• _Required task_:
Please rewrite everything in the items below from the line containing "Review flag — the green stem" down to the line containing "[0,0,350,133]", both included, keeping the requests and leaving out the pictures. Scale every bounding-box coordinate in the answers by 2.1 and round each to a whole number, with halves rounded up.

• _Task material_:
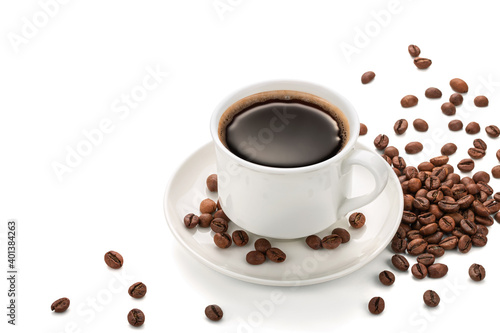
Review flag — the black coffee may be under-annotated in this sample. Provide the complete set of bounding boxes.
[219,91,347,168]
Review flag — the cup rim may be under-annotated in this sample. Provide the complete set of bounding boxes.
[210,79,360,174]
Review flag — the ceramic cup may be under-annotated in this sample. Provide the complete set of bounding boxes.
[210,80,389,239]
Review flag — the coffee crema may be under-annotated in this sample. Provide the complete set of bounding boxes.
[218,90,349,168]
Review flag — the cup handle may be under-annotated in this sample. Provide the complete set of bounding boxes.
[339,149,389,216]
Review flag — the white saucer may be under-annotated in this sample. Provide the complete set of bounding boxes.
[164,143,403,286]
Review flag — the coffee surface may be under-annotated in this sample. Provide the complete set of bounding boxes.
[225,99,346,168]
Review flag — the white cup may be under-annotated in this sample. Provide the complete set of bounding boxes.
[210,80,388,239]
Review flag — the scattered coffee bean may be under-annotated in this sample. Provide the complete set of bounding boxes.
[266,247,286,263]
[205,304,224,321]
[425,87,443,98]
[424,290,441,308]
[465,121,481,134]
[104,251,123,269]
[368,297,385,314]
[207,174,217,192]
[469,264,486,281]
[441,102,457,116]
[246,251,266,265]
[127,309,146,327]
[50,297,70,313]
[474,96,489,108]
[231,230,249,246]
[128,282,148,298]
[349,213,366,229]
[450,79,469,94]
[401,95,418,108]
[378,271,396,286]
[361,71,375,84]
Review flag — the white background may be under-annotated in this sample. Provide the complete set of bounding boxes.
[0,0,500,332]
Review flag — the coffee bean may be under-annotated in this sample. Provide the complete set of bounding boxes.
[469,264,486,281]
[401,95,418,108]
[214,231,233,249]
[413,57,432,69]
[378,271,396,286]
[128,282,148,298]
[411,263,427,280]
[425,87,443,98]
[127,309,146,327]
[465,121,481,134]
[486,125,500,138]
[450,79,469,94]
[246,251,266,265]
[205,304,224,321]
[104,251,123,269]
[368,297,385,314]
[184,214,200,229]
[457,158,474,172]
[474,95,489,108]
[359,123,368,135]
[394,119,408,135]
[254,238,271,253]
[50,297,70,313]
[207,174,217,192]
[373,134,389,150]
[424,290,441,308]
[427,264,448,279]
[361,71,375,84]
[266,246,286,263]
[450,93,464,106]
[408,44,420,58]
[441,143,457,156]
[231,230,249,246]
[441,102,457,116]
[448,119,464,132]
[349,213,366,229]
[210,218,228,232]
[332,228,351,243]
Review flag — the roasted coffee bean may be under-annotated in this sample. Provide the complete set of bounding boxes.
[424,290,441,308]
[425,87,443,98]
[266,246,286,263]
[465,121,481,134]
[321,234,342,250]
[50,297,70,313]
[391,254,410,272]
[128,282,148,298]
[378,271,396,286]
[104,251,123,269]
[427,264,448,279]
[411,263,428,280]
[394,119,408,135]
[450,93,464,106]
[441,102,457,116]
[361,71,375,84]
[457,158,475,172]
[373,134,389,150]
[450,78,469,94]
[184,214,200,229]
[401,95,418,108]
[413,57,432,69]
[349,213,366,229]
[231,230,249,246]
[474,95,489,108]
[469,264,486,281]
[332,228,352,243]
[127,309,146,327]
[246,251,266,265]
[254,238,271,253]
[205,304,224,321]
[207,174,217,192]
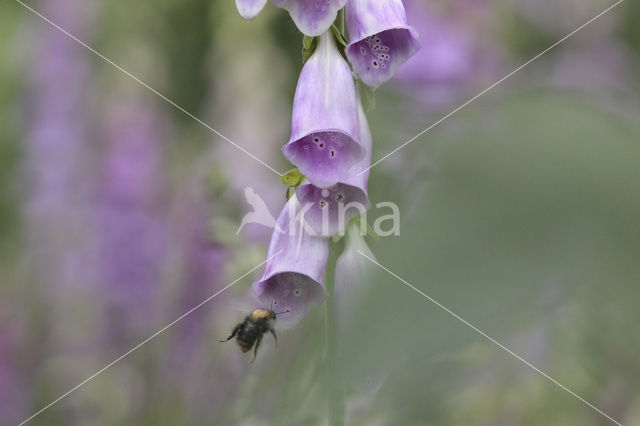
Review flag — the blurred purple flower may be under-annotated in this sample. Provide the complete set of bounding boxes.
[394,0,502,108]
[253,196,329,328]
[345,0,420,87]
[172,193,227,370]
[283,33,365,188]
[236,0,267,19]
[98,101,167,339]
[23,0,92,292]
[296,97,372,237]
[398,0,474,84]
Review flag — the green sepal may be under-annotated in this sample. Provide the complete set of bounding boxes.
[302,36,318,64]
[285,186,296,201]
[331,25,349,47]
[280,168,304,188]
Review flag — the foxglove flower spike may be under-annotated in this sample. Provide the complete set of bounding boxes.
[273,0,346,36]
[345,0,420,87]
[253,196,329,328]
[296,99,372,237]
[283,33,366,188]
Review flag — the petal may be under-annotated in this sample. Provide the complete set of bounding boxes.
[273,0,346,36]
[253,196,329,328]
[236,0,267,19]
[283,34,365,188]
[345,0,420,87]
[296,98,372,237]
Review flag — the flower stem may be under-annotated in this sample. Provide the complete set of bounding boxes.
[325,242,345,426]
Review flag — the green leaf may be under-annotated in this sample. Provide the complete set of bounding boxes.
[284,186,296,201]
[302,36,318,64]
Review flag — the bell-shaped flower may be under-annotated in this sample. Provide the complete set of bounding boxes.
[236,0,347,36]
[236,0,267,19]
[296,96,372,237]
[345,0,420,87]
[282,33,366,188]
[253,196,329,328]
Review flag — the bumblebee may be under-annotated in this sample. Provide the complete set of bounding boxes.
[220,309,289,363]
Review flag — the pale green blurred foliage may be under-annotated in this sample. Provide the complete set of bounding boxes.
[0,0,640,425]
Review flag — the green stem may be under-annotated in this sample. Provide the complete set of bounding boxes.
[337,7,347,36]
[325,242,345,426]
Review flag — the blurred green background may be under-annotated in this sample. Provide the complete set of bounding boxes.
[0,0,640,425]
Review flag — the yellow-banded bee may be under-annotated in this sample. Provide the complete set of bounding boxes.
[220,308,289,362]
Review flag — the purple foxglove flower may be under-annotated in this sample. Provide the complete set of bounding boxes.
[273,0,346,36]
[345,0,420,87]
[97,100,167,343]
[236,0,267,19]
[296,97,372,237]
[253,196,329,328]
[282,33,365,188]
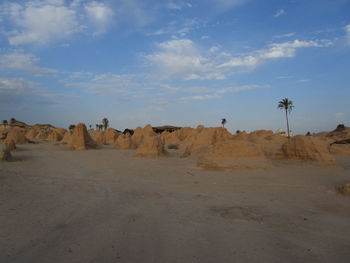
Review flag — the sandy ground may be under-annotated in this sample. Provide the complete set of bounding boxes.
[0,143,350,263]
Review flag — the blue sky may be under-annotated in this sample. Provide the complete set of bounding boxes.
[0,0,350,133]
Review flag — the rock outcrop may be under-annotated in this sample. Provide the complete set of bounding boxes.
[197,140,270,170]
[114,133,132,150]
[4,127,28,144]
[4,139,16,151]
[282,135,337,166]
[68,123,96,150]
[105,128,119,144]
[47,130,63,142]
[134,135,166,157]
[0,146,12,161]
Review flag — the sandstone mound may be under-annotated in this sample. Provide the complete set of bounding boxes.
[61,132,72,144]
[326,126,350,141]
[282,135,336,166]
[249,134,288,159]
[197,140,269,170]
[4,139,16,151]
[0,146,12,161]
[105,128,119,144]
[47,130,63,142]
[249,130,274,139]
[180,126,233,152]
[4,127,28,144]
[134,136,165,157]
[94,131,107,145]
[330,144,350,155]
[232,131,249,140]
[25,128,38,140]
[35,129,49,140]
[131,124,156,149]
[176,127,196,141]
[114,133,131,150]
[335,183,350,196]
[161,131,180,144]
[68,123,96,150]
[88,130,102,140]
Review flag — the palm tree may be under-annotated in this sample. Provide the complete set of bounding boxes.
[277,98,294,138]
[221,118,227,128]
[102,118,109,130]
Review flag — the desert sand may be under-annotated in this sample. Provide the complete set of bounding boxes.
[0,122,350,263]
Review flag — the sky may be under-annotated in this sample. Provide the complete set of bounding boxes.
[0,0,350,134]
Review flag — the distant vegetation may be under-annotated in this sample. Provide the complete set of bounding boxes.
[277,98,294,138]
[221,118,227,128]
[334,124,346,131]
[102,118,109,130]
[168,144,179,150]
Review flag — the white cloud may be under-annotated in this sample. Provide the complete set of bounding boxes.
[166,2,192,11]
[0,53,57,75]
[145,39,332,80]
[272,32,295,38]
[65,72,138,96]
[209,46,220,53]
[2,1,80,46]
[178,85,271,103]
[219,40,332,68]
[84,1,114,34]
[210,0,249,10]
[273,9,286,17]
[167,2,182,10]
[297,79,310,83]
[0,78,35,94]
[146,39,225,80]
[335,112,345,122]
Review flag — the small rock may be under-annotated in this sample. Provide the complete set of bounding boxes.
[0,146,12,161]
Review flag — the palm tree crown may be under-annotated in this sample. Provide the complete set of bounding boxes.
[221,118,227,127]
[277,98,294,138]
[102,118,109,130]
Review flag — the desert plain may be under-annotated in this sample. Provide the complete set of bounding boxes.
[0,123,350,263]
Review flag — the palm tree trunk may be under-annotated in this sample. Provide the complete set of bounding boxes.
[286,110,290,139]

• _Result below_:
Review flag — the green stem may be under-annotated in this sample. Provide the complete set of bounding boxes.
[708,15,729,76]
[683,508,725,895]
Review flag — the blurred green background may be under-annotated in this sample. Provide the complete set of bounding boxes.
[0,0,1344,893]
Review flag — the yellow-banded bee may be under-annotated in this sample. Provide the complete set of bounding boxes.
[462,647,607,760]
Review flag — the purple foxglove flower may be under-annotated in this sample. Provide the complete set of bounding boxes.
[573,0,727,76]
[725,0,882,183]
[204,210,351,720]
[496,0,561,40]
[622,204,781,498]
[531,412,691,689]
[592,69,767,395]
Review flag — the sandy ground may be under-annotated in this sample. Provide the complete set of bounding boxes.
[0,300,735,552]
Review flag — the blue sky may be under-annotated in this sample. Provide the complete set of bounding boxes.
[0,0,735,279]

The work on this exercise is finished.